— Requirements —
In the travel blog below, copy the stretch from "-I visited 3" through "too much Nutella.", swapping "Nutella" for "gelato".

Saturday, March 26, 2011

winning London

Getting to London was quite an ordeal. After an incorrect bus schedule, a missed flight, an emotional breakdown, and a middle seat on the plane, I was almost convinced that London didn't want me. But one giant hug from Ericka Christensen was enough to make me feel welcome. We tubed it and tea-ed it like real Londonders and went to bed to rest up for a full Friday.

Hanging out in London with one of my close friends from home was enough to make my heart overcome the clouds and rain that London is famous for. And it only got better when we met up with my roommate, and so much more, Emily Jantz. The number of times we looked at each other with an exclamation of "we're hanging out in Europe together!" is probably equal to the number of shops on Oxford Street.

One weekend is hardly enough to get to know a city as lively and lovely as London, but with a local like Ericka as tour guide, we accomplished all of our touristy tasks. Westminster Abbey? Red phone booth? Big Ben? Globe Theater? London Bridge? Magner's Pear Cider? Abbey Road? Check, check, check, check, check, check, check. And so much more. Oh, and a Jack the Ripper tour just in case we were feeling too safe and happy.

Although it was hard to say goodbye to the endless warm water in Ericka's shower and the even warmer company of my friends, I was anxious to get back home to Ortigia. After a morning service at Hillsong London, Ericka saw me off with a cappuccino, Carmel Digestives to bring back to Italy (where, for some reason I can't understand, we only have the Original Milk Chocolate varieties), and another of those hugs she is famous for.


TOGETHER IN LONDON!






Buckingham Palace with one hundred strangers. Luckily we could use a few of them to "make us a photo."




It took us about 45 minutes of searching the muchbiggerthanoriginallythought British Museum before we actually found the Rosetta Stone, but it was worth it because we saw the Rosetta Stone.


London in a snapshot.






Critical Mass London


Thursday, March 24, 2011

Me dispiace

This is fairly embarrassing. I could sit here and come up with a few excuses of why I have been neglecting this blog. But instead I am going to promise a reform. I want to share parts of my life here with those of you who care enough to read this, all of about 2 people I would guess.

To kick off this new beginning, here are a few things that have happened since I last updated this thing:
-we were hit by eggs thrown from a moving vehicle filled with screaming Italian teenagers.
-I received a cuddly new best friend in the mail.
-seven of us completed task #1.
-we attempted karaoke and were embarrassed to find out it was actually Italian Idol.
-I visited 3 new countries.
-my mom booked a trip to come visit me in April!!
-the U.S. started bombing Libya and there are missiles in the Mediterranean?!
-I attempted the Rome marathon.
-I ate way too much Nutella.


I can't continue with this blog without revisiting the time I spent in London, Istanbul, and Santornini. One a day, starting tomorrow. Pinky promise.




Thursday, February 10, 2011

spepeteristico

Here is a taste of what we have been doing in Italian class, namely learning to rap like Fabri Fibra. Cornflakes anyone?

— Records provided —
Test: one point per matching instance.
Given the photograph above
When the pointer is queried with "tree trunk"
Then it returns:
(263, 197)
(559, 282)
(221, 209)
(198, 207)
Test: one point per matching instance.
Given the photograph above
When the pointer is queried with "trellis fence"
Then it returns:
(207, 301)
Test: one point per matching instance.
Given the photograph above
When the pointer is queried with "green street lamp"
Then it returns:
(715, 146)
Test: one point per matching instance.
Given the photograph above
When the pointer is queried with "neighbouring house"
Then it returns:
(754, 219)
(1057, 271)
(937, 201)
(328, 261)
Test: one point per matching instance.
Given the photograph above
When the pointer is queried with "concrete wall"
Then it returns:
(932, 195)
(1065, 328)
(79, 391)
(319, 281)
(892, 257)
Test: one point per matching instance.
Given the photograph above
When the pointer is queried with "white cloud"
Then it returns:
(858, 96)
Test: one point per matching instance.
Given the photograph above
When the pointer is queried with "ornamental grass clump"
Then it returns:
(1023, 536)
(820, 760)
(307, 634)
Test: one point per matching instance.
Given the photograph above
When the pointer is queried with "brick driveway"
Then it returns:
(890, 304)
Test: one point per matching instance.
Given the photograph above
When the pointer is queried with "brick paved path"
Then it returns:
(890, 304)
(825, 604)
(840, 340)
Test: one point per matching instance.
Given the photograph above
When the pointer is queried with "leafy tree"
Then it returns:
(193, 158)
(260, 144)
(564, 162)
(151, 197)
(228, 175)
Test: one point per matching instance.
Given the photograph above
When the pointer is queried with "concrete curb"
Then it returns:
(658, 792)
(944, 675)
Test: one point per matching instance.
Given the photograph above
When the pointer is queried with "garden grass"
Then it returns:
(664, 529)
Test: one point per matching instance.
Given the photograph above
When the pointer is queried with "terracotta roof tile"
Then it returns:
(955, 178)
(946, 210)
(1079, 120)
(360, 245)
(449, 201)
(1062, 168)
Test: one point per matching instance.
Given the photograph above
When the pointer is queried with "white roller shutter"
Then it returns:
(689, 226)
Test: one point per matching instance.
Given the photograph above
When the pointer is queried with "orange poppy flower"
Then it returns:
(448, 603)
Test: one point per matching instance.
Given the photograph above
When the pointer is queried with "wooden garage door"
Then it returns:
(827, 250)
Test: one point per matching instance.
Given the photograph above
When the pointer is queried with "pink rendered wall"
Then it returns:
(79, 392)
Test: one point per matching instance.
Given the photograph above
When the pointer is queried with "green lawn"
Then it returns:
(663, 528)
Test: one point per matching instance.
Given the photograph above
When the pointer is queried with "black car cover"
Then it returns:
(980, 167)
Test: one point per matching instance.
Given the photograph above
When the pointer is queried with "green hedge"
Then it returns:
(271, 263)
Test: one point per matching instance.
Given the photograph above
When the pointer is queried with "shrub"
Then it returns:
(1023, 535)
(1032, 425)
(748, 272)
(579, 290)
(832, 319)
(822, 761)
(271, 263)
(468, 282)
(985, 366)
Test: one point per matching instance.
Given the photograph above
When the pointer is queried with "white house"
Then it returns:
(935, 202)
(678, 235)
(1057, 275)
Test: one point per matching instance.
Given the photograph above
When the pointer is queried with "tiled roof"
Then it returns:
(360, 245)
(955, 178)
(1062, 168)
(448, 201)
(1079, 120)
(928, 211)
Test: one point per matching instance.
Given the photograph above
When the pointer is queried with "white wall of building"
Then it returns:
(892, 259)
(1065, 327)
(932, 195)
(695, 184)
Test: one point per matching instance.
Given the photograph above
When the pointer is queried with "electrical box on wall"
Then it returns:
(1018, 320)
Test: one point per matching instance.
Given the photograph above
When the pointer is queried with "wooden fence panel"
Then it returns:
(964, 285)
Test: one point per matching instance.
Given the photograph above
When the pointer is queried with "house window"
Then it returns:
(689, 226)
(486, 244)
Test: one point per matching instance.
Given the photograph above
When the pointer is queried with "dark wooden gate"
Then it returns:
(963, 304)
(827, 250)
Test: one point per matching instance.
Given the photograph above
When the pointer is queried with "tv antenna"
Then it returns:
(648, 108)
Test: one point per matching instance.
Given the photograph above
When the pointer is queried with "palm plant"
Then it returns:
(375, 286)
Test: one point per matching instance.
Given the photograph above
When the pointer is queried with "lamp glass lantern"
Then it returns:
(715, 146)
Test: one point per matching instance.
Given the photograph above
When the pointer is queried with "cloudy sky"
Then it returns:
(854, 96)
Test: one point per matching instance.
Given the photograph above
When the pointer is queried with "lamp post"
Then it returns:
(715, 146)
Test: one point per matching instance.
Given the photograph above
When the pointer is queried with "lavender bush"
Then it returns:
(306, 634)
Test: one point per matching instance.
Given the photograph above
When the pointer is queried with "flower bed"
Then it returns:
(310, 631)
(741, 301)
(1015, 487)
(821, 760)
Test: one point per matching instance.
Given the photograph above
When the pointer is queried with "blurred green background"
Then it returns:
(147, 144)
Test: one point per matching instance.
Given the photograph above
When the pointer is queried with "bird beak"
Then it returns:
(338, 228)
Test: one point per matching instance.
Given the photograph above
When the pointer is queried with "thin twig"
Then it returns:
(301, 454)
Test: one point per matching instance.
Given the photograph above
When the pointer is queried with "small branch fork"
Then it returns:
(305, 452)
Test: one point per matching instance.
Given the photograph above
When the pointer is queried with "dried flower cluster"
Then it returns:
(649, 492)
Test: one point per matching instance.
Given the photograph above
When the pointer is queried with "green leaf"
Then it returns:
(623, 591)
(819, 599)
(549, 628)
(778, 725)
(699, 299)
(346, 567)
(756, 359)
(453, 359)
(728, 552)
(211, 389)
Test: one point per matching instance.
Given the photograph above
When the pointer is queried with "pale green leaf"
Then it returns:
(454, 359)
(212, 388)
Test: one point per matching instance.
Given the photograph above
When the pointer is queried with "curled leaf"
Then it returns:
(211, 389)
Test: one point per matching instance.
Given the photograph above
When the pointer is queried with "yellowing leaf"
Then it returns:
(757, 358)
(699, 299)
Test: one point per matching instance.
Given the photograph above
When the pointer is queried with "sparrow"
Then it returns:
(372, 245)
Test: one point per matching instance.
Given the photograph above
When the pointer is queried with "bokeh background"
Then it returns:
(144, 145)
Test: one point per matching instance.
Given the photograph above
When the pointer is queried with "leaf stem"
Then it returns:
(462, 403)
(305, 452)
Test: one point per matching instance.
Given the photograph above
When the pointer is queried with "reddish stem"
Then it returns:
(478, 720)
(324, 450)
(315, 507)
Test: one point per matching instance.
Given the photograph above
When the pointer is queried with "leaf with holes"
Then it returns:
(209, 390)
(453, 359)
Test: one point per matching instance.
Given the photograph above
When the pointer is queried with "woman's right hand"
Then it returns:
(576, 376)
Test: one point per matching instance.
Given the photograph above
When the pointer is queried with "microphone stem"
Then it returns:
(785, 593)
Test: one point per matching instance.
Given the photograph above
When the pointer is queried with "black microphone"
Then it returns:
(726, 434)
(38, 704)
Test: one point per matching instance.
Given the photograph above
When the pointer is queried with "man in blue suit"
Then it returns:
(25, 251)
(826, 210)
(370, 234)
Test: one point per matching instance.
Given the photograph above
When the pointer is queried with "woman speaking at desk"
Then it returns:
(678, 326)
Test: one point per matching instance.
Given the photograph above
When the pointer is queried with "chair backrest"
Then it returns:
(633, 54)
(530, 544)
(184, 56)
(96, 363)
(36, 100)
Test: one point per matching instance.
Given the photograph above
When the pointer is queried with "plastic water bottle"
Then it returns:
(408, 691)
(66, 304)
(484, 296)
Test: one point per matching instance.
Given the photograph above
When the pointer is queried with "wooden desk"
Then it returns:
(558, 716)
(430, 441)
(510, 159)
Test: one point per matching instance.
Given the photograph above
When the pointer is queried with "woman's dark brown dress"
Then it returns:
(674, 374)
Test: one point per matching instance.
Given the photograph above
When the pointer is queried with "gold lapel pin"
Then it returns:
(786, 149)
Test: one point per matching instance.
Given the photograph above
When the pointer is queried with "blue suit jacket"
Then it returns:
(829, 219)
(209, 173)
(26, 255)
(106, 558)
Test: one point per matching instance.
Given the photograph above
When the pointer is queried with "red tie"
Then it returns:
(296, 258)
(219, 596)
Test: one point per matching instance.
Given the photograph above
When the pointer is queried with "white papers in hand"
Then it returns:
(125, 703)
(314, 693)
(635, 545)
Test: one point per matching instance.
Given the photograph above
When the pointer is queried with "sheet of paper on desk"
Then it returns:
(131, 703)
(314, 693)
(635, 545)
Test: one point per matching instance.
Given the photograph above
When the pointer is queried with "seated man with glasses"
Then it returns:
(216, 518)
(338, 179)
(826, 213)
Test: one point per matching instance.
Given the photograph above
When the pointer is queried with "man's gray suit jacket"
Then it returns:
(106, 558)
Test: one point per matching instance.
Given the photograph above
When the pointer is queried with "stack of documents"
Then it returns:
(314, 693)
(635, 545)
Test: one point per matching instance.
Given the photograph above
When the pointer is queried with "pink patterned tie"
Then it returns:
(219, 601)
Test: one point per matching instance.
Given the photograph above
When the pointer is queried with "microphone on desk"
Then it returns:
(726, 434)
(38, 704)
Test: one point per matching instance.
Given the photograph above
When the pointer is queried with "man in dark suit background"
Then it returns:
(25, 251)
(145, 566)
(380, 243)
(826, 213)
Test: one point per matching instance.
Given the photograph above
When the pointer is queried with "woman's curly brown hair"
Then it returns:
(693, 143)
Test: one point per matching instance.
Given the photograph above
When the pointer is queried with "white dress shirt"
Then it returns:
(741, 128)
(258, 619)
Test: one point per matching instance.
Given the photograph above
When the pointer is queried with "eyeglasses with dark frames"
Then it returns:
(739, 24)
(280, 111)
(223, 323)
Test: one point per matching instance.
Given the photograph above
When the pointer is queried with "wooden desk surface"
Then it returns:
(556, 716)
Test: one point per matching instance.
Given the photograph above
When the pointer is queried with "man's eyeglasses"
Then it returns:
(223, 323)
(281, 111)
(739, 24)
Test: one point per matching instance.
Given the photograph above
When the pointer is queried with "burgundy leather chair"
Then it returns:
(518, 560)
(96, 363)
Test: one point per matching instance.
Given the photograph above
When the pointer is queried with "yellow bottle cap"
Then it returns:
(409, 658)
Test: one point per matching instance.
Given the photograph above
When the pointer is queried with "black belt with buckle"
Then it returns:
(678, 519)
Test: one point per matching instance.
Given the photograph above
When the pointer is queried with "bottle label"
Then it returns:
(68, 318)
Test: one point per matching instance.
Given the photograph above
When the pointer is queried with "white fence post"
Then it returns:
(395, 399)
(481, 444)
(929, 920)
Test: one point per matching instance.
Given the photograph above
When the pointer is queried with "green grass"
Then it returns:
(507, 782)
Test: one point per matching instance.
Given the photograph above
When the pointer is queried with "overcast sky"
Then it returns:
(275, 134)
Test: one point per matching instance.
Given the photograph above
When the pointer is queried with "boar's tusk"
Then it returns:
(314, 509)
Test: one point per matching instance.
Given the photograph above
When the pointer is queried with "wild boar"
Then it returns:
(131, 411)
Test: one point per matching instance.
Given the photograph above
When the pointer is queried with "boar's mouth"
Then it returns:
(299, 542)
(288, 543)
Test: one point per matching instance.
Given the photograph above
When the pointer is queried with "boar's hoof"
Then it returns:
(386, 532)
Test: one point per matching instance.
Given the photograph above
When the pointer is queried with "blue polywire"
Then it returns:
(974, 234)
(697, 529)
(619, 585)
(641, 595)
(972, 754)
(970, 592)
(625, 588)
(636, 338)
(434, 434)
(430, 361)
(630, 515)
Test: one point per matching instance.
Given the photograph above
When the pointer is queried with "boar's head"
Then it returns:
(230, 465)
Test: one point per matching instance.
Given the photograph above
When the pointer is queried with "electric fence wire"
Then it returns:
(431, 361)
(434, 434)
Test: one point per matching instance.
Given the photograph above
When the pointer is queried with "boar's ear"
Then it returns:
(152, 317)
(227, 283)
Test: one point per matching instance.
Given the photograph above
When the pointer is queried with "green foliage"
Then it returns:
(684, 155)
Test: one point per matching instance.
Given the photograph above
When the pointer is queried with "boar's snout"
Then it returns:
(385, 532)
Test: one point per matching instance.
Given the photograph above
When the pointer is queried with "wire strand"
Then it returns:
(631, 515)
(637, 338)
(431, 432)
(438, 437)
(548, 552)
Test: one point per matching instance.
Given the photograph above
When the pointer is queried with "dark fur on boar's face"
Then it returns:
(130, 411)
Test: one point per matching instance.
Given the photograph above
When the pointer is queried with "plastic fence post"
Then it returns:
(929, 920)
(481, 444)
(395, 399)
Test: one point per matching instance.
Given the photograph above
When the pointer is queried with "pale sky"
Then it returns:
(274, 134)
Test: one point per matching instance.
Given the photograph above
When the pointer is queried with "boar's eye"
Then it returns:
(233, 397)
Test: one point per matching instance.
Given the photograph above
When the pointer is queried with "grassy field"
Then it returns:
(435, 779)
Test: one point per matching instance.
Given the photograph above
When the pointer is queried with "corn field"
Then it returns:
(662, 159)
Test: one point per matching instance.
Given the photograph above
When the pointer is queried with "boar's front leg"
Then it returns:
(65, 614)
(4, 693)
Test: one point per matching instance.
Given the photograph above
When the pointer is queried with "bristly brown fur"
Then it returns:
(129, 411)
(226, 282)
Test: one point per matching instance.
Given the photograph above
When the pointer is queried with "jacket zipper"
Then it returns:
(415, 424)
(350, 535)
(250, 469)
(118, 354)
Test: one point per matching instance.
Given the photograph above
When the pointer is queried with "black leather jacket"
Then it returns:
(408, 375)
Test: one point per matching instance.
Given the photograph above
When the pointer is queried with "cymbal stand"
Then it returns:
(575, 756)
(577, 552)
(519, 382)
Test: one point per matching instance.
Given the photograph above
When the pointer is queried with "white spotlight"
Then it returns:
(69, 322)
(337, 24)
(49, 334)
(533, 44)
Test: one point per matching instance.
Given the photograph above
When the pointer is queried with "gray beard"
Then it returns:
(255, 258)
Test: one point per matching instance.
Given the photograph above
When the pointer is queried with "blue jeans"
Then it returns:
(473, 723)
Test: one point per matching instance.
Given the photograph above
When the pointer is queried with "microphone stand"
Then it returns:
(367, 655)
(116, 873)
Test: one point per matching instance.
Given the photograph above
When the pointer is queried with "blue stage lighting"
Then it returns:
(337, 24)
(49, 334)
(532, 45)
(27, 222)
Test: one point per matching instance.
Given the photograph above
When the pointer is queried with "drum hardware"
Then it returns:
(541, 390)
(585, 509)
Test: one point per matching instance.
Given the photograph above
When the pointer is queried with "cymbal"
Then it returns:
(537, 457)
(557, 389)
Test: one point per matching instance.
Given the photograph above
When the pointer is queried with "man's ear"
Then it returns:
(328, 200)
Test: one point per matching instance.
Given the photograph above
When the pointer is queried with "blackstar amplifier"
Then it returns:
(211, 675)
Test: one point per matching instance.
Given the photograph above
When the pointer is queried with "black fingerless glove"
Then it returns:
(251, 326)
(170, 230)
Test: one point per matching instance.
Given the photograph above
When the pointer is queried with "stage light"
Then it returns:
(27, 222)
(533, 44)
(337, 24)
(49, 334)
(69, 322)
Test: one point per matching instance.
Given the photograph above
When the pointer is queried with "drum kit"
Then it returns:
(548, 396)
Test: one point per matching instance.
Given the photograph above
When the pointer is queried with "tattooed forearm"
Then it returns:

— Finished answer —
-I visited 3 new countries.
-my mom booked a trip to come visit me in April!!
-the U.S. started bombing Libya and there are missiles in the Mediterranean?!
-I attempted the Rome marathon.
-I ate way too much gelato.